DIRECTION:
Copy out every record below exactly as written, but leave out any pictures.

Object point labels
------

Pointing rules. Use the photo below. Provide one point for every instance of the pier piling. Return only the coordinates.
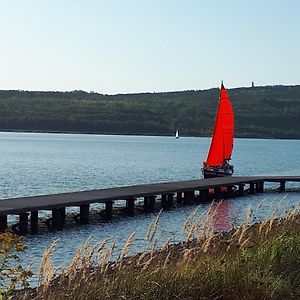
(3, 223)
(84, 213)
(23, 223)
(58, 217)
(252, 188)
(108, 210)
(179, 197)
(34, 219)
(282, 186)
(241, 189)
(217, 193)
(185, 192)
(204, 195)
(188, 197)
(151, 203)
(130, 206)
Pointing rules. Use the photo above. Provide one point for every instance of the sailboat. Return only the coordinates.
(217, 162)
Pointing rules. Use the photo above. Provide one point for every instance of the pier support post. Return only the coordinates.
(260, 187)
(164, 201)
(188, 197)
(170, 198)
(146, 203)
(282, 186)
(58, 217)
(34, 219)
(179, 197)
(84, 213)
(217, 193)
(204, 195)
(151, 203)
(229, 191)
(130, 206)
(241, 189)
(108, 210)
(23, 223)
(3, 223)
(252, 188)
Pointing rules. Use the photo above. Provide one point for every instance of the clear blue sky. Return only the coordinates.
(147, 46)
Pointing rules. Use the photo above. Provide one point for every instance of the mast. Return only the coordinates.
(222, 139)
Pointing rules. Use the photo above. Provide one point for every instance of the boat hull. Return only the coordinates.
(211, 172)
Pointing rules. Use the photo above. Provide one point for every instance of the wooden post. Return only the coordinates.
(252, 188)
(58, 217)
(217, 193)
(188, 197)
(151, 203)
(23, 223)
(260, 187)
(146, 203)
(241, 189)
(130, 206)
(204, 195)
(84, 213)
(164, 201)
(108, 209)
(229, 192)
(170, 200)
(282, 186)
(179, 197)
(34, 219)
(63, 215)
(3, 223)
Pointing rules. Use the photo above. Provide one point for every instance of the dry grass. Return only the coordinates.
(259, 261)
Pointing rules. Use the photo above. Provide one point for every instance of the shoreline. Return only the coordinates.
(136, 134)
(243, 253)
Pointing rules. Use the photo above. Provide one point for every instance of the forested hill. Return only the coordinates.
(263, 112)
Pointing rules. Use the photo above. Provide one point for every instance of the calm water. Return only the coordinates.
(41, 163)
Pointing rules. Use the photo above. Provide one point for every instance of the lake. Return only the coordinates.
(45, 163)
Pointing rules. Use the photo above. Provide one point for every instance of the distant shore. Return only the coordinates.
(264, 112)
(137, 134)
(258, 261)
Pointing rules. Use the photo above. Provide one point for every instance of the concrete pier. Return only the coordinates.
(184, 190)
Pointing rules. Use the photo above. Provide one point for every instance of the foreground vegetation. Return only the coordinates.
(265, 112)
(260, 261)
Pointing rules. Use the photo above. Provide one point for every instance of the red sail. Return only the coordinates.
(222, 140)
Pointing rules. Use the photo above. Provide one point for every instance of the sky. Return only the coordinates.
(132, 46)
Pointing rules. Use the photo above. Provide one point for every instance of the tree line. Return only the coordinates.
(260, 112)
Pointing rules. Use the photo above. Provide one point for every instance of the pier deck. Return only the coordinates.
(184, 189)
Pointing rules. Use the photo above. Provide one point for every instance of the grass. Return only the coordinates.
(259, 261)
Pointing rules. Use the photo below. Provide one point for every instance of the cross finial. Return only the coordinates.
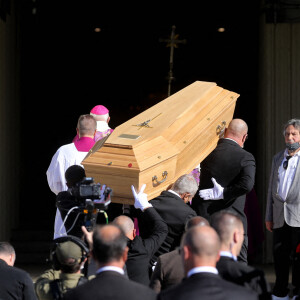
(172, 42)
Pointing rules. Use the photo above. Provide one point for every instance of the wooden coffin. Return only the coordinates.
(165, 141)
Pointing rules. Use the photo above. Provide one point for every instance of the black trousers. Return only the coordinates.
(243, 256)
(285, 242)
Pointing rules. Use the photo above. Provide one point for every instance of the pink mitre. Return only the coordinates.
(99, 110)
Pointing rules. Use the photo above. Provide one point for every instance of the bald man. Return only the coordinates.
(230, 229)
(110, 254)
(141, 250)
(227, 175)
(200, 248)
(169, 268)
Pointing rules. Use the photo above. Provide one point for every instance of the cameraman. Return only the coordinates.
(71, 204)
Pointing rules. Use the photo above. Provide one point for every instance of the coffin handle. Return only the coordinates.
(220, 130)
(157, 182)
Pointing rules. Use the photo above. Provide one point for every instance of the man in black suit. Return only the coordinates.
(173, 206)
(231, 171)
(230, 229)
(109, 249)
(200, 251)
(14, 282)
(141, 250)
(169, 269)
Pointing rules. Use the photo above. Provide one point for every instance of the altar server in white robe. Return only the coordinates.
(66, 156)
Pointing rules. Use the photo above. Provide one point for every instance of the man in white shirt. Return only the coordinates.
(66, 156)
(283, 211)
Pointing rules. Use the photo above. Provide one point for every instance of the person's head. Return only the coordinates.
(186, 186)
(69, 254)
(127, 225)
(237, 130)
(100, 113)
(230, 229)
(200, 247)
(7, 253)
(109, 245)
(196, 221)
(86, 126)
(291, 134)
(74, 174)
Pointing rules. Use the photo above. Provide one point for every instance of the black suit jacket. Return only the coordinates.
(176, 213)
(15, 283)
(234, 169)
(110, 285)
(141, 250)
(244, 275)
(207, 286)
(168, 271)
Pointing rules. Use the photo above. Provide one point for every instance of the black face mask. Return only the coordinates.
(292, 147)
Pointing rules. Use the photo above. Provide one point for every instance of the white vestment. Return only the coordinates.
(64, 157)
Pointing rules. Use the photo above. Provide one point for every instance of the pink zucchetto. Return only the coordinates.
(99, 110)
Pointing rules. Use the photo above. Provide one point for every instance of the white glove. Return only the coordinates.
(140, 199)
(215, 193)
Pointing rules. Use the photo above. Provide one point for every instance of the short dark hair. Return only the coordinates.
(6, 248)
(108, 247)
(196, 221)
(293, 122)
(74, 174)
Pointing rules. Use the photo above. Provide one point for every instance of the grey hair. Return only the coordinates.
(293, 122)
(185, 184)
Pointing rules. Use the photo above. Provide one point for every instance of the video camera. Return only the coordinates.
(92, 198)
(88, 190)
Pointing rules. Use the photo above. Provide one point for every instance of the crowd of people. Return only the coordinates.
(191, 241)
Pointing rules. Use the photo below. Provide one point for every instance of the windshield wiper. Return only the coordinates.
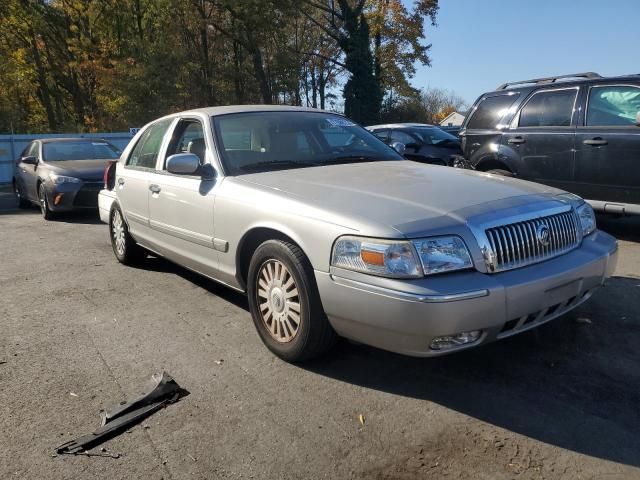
(351, 158)
(276, 163)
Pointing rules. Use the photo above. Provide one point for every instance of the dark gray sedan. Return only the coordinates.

------

SOLUTION FOR THIS EXERCISE:
Pointing rules. Use the photo below. Provide one point for every instance of the pier piling. Return only the coordinates.
(3, 223)
(84, 213)
(23, 223)
(58, 217)
(252, 188)
(108, 210)
(179, 197)
(34, 219)
(282, 186)
(241, 189)
(217, 193)
(185, 192)
(204, 195)
(188, 197)
(151, 203)
(130, 206)
Pointing rules. Use the photo above. Provide one point for every instance of the sailboat. Return only the coordinates.
(217, 162)
Pointing rules. Use the photo above. Provide one point for every instance of the pier support post. Return only the coordinates.
(260, 187)
(164, 201)
(188, 197)
(170, 198)
(146, 203)
(282, 186)
(58, 217)
(34, 219)
(179, 197)
(84, 213)
(217, 193)
(204, 195)
(151, 203)
(229, 191)
(130, 206)
(241, 189)
(108, 210)
(23, 223)
(3, 223)
(252, 188)
Pointing rules. Use the photo above. Provide one point for every instance of the clear blue sky. Return only the coordinates.
(147, 46)
Pointing rules. Use the photo above. Provide one point for every instance of the mast. Return only the coordinates.
(222, 139)
Pointing rules. Use the photo above. Provide one point for every instance of the boat hull. Return only the coordinates.
(211, 172)
Pointing rules. Use the photo above. Provide one point for every instance of the wooden post. Return only the coordinates.
(252, 188)
(58, 217)
(217, 193)
(188, 197)
(151, 203)
(23, 223)
(260, 187)
(146, 203)
(241, 189)
(130, 206)
(204, 195)
(84, 213)
(164, 201)
(108, 209)
(229, 192)
(170, 200)
(282, 186)
(179, 197)
(34, 219)
(63, 215)
(3, 223)
Pointing rules. Use the photo above. Provide one point for every instance of the dry grass. Return only the coordinates.
(259, 261)
Pointing rules. Use the photo above. Provide one point for every instance of the shoreline. Return only the coordinates.
(136, 134)
(243, 253)
Pointing rules. Use the photo above. Provide one point for every instance of the forested hill. Return only the coordinates.
(263, 112)
Pointing rules. Use the photo above. Provide one point for every instance of the calm water. Return only the coordinates.
(41, 163)
Pointing rules. Use the photo above. Provide one point for every instance of the lake. Return only the coordinates.
(45, 163)
Pointing rules. Use the photo above. Provide one point for every instance of the distant shore. Return only the coordinates.
(264, 112)
(137, 134)
(258, 261)
Pointing rules. Use the photo above. Provide one point for every instance of the concrete pier. Return only the coordinates.
(184, 190)
Pointing rules. Use the photo above. Provide one point for every instance of the foreground vegetation. Return only the coordinates.
(265, 112)
(260, 261)
Pointing rules. Use the photo above. Provide one point for every instance of the red sail. Return only the coordinates.
(222, 140)
Pointing rules. Use the photo above. Provide one point for every instance of the sky. Return only the coordinates.
(132, 46)
Pointing rules. Use the photo above. Provide one point for every instance of the tree line. Return only the coordinates.
(260, 112)
Pointing rules. Use the photo above. Provide one point for every instance of the pier deck. Return only the coordinates.
(184, 189)
Pointing rules. Use the photo above. Provide one point for every instance of the grass. Return only the coordinates.
(259, 261)
Pointing rules. Use the photo below. Provide one point for every instance of the cross finial. Return only the coordinates.
(172, 42)
Pointing rules. Use the photo above. Provide one point for every instance of the wooden coffin. Return only the coordinates.
(165, 141)
Pointing rules. Use the photo above. Provide one point for every instance of the black trousers. Return only the coordinates.
(243, 256)
(285, 242)
Pointing rules. Use the photo above. Provide one point for every instance of the pink mitre. Return only the coordinates.
(99, 110)
Pointing rules. Use the photo above. Provide one point for every instance of the bald man. Return only the coordinates.
(230, 229)
(110, 254)
(141, 250)
(227, 175)
(200, 248)
(169, 268)
Pointing rules. Use the photo above. Provide one point for every instance of the cameraman. Return only the coordinates.
(71, 204)
Pointing rules. Use the photo above. Provide one point for every instance of the coffin handle. Return only the coordinates.
(220, 130)
(157, 182)
Pointing rules. Use the photo above. Provide one point for every instance of the man in black suit. Return only the coordinates.
(173, 206)
(231, 171)
(230, 229)
(109, 249)
(200, 251)
(14, 282)
(141, 250)
(169, 269)
Pointing rules. Use the photo above. Provide one point for every instance of the altar server in white robe. Return only the coordinates.
(66, 156)
Pointing rules. Use the photo above. Provide one point for every instance of the man in white shirt. Return only the coordinates.
(66, 156)
(283, 211)
Pointing rules. Use the photo above. Provide one point for every instance of the person's head. Return only the coordinates.
(186, 186)
(69, 254)
(127, 225)
(237, 130)
(100, 113)
(230, 229)
(200, 247)
(7, 253)
(109, 245)
(196, 221)
(86, 126)
(291, 134)
(74, 174)
Pointing rules. Use the photo above. Provide one point for every instance of the black suit jacket. Return only the coordinates.
(176, 213)
(15, 283)
(234, 169)
(110, 285)
(141, 250)
(244, 275)
(207, 286)
(168, 271)
Pointing rules. Use the photo above. Provide one point for every instance of the black face mask. Return only the coordinates.
(292, 147)
Pointing rules. Use the photo above. Provide one point for every instance of the white vestment. Return only the coordinates.
(64, 157)
Pointing rules. Use the photo above. Provide one point for every instance of the pink zucchetto. Return only the coordinates.
(99, 110)
Pointing rules. Use the photo above. Provide one point for every instance of the white glove. Return only the coordinates.
(140, 199)
(215, 193)
Pointing rules. Use the photo above. Provide one point for every instance of the short dark hair. Return only the coordinates.
(6, 248)
(108, 247)
(196, 221)
(293, 122)
(74, 174)
Pointing rules. Use the photo above. Provide one point for every instance of the grey hair. Return only the coordinates.
(293, 122)
(185, 184)
Pointing rules. Use the photo above. Provide one point for every instance of the video camera. Return only the coordinates.
(92, 198)
(88, 190)
Pointing rules. Use the photo above. Provide one point for every instance of the crowd of people. Return only the coordinates.
(191, 241)
Pointing rules. Use the photo below. Provide one point for every instance of the windshield wiper. Return only the coordinates.
(351, 158)
(276, 163)
Pointing rules. Use the photo above. Provide one point for every instance of the dark gray sedan. Return only the coordinates.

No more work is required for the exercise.